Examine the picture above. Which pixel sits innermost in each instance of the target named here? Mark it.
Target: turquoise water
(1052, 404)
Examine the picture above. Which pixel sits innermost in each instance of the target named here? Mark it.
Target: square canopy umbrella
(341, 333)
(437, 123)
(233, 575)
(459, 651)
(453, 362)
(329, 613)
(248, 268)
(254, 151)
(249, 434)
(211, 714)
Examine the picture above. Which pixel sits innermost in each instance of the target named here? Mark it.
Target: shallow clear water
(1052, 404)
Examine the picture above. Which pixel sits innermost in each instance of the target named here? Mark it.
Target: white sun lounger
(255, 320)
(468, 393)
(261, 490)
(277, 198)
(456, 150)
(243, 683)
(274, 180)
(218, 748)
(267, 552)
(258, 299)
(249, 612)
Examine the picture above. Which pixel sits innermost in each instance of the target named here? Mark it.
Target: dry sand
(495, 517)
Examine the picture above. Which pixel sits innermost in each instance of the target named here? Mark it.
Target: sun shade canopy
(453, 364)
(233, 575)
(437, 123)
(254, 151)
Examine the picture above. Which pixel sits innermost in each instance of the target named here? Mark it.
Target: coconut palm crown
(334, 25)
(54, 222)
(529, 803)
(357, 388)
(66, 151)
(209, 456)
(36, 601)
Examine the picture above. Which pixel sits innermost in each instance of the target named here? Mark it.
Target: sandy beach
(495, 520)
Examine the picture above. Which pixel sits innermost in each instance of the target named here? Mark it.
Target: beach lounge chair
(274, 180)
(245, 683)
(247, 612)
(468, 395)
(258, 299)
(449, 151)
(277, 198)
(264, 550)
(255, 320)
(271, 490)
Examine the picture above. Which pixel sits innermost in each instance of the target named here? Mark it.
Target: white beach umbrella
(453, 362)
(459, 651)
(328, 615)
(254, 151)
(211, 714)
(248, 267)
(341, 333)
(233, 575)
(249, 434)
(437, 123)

****

== WHAT THE EXERCISE ASKS ==
All of the records shown above should be reproduced exactly.

== RESPONSE FOR THIS EXERCISE ==
Examine the picture above. Which pixel sits innermost in each instance of the target named here? Mark it.
Target: turquoise water
(1052, 404)
Examine the picture above. Which pixel sits innermost in each instance of the target named here? Mark it.
Target: square canopy umbrella
(341, 333)
(437, 123)
(233, 575)
(459, 651)
(453, 362)
(329, 613)
(248, 268)
(254, 151)
(249, 434)
(211, 714)
Examine the picture above. Which pixel sits innermost in each instance of the target named here? Mark it.
Target: shallow clear water
(1052, 404)
Examine the picture above. Which pixel sits innermost in each instance of the target named here? Mark it.
Target: white sun lounger
(255, 320)
(468, 393)
(261, 490)
(277, 198)
(456, 150)
(243, 683)
(274, 180)
(218, 748)
(267, 552)
(258, 299)
(249, 612)
Examine the picture above. Which pixel sits innermost in each instance of the target named here? Mark it.
Target: dry sand
(495, 517)
Examine the picture above. Which pixel sits innermost in each instance of the target named here? Mark it.
Target: sun shade canopy
(453, 364)
(233, 575)
(437, 123)
(254, 151)
Examine the picture above. Which pixel sits innermost in each instance of the target named here? Mark it.
Target: coconut palm crown
(334, 25)
(54, 222)
(529, 803)
(357, 388)
(66, 151)
(209, 456)
(36, 601)
Examine the picture above. Which pixel sits innermost in each instance of the target named here? Mark it.
Target: sandy beach
(495, 520)
Examine the picture above. Which pixel sits innermost in each instance of the target named here? Mark it.
Target: beach lounge chair
(274, 180)
(245, 683)
(247, 612)
(468, 395)
(258, 299)
(449, 151)
(277, 198)
(264, 550)
(255, 320)
(271, 490)
Examine the picture above. Which pixel sits innermost in each instance of the target named here? Mark it.
Target: white beach umbrella
(453, 362)
(459, 651)
(328, 615)
(254, 151)
(211, 714)
(248, 267)
(341, 333)
(233, 575)
(249, 434)
(437, 123)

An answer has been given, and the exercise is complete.